• **Short problem**
Convert the lines starting at the one that contains "Label each snowflake" and ending with the last line of the records into a JSON list of strings, one string per line, with blank lines omitted. Leave the pictures out of the list.
— Start Record extracts —
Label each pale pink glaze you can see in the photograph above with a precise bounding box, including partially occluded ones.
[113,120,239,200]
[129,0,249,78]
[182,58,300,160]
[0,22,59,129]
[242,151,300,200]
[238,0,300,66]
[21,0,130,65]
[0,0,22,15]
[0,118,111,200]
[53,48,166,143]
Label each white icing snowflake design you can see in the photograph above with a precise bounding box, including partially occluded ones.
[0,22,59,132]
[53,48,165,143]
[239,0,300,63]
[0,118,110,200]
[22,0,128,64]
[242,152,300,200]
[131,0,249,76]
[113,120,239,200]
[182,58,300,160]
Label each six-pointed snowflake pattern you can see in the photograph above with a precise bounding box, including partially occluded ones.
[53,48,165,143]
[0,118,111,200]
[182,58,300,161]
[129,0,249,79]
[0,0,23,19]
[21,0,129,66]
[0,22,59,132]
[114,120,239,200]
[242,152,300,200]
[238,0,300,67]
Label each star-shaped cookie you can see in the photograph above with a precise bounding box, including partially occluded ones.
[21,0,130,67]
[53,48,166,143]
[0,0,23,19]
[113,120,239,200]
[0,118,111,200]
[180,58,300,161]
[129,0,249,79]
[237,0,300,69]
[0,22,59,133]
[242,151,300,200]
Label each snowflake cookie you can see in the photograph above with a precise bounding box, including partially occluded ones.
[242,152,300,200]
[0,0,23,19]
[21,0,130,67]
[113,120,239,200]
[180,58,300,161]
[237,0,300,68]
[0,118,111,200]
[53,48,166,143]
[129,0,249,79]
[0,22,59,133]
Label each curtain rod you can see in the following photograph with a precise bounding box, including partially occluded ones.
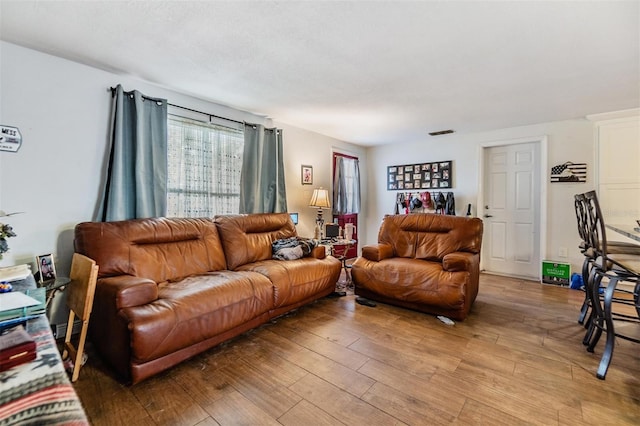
[107,87,246,124]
— End Record extracts —
• **Response below**
[
  "Label each snowflake cookie you can see in the photograph above with a precise bounding box, including partially occluded ones.",
  "[242,152,300,200]",
  "[0,0,23,19]",
  "[21,0,130,67]",
  "[113,120,239,200]",
  "[180,58,300,161]",
  "[237,0,300,68]",
  "[0,118,111,200]",
  "[53,48,166,143]",
  "[129,0,249,79]",
  "[0,22,59,133]",
  "Label each curtain rod you can see in the following photograph with a precise bounding box, including partially occluded ones.",
  "[107,87,246,124]"
]